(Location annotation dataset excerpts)
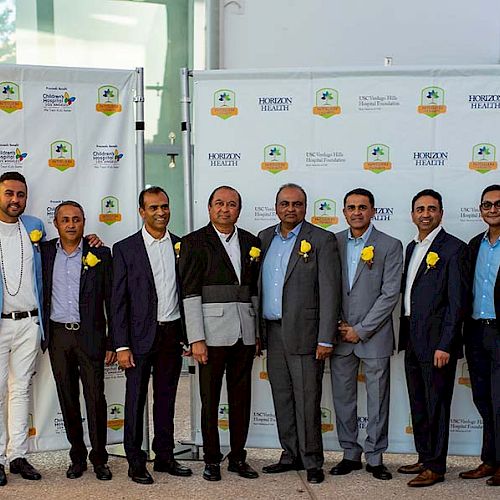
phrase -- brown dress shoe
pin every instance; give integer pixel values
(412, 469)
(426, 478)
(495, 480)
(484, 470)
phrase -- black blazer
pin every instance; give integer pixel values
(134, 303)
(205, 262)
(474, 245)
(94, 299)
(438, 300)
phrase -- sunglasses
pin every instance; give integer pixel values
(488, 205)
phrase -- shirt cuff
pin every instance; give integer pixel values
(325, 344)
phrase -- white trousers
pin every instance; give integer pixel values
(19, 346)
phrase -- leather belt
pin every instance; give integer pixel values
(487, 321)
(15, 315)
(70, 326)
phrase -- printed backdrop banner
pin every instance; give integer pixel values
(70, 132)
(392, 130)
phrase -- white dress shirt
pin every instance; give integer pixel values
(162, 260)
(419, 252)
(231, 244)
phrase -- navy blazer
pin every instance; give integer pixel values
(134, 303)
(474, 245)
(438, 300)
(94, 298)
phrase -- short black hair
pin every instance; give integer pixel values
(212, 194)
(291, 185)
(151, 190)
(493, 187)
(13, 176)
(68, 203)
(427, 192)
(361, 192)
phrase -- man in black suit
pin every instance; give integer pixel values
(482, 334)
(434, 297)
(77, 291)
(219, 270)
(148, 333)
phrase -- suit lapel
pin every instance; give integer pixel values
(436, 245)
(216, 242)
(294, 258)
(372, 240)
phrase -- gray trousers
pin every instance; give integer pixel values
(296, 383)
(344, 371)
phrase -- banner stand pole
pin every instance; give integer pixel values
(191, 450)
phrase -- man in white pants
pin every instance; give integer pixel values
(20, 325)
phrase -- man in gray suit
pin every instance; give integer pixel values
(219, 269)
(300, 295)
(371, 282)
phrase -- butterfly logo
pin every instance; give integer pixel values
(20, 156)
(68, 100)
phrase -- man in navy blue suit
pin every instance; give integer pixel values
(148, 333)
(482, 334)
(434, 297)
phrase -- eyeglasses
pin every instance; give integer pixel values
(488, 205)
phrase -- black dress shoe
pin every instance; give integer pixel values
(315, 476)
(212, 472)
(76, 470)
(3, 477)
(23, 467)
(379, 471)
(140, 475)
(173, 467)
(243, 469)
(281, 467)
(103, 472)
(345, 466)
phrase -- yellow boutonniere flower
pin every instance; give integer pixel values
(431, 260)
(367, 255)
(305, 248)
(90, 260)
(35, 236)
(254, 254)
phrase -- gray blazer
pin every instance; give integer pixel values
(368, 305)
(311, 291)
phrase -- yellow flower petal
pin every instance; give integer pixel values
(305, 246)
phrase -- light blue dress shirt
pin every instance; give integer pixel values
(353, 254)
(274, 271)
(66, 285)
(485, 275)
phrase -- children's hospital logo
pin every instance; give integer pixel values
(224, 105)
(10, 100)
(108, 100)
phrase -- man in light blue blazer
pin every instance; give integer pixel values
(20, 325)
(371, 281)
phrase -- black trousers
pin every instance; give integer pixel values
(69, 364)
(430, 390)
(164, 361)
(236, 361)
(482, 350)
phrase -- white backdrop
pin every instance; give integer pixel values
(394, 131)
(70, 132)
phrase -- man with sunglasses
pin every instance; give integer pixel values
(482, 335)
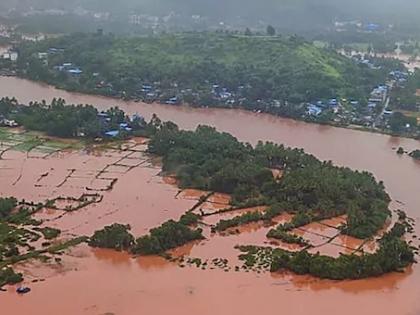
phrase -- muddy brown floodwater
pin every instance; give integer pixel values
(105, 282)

* * *

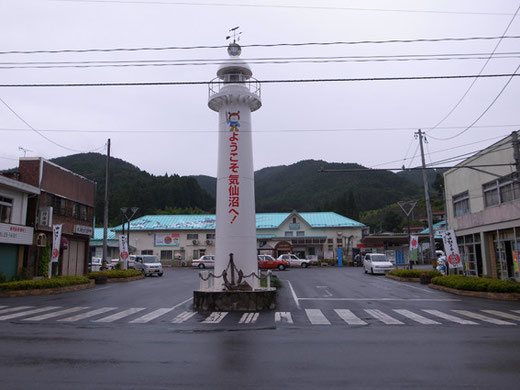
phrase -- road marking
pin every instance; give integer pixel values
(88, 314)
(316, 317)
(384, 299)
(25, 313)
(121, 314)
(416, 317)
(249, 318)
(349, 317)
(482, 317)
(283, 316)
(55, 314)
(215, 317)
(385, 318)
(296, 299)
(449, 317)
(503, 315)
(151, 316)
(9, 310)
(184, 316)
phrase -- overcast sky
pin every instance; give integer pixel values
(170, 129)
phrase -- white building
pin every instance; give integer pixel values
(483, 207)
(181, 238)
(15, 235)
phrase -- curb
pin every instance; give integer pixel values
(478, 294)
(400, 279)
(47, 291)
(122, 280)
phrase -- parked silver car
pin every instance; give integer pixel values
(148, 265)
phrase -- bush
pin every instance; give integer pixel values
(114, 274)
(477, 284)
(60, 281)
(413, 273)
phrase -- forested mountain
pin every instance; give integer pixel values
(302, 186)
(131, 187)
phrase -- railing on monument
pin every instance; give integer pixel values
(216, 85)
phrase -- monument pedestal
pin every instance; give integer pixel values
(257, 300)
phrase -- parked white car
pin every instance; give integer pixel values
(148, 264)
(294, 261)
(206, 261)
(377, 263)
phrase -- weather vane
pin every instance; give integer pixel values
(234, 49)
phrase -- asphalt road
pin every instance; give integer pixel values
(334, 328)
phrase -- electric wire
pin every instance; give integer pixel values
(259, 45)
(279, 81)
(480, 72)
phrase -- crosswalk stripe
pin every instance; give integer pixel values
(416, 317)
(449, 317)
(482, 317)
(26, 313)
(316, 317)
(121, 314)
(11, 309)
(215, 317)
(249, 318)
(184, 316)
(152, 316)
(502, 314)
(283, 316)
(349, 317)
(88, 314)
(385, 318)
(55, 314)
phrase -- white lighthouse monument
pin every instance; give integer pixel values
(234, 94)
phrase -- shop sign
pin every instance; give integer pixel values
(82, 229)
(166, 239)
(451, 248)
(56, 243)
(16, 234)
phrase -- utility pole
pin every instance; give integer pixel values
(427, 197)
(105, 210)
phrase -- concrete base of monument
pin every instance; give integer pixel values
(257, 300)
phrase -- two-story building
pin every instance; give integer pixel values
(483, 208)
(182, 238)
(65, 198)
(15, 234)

* * *

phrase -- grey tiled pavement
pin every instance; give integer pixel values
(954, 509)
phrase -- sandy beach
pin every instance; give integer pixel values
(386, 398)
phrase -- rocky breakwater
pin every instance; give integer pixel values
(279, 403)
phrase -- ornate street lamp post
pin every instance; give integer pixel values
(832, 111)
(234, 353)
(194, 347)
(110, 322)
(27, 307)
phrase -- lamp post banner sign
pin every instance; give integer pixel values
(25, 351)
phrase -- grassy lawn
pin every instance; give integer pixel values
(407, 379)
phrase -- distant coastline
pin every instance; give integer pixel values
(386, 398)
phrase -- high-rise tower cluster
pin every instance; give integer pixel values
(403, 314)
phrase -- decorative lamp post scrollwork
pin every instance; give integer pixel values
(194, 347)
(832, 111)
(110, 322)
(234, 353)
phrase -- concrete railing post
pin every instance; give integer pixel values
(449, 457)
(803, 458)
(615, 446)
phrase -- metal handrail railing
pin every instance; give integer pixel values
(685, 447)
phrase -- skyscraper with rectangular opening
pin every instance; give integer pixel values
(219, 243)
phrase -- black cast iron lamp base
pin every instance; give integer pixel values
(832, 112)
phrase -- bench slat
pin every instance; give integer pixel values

Your instructions.
Return each line of the data above that contains the word "shirt". Matching is case-sensitive.

Response below.
phrase -- shirt cuff
phrase -- white dress shirt
phrase -- light blue dress shirt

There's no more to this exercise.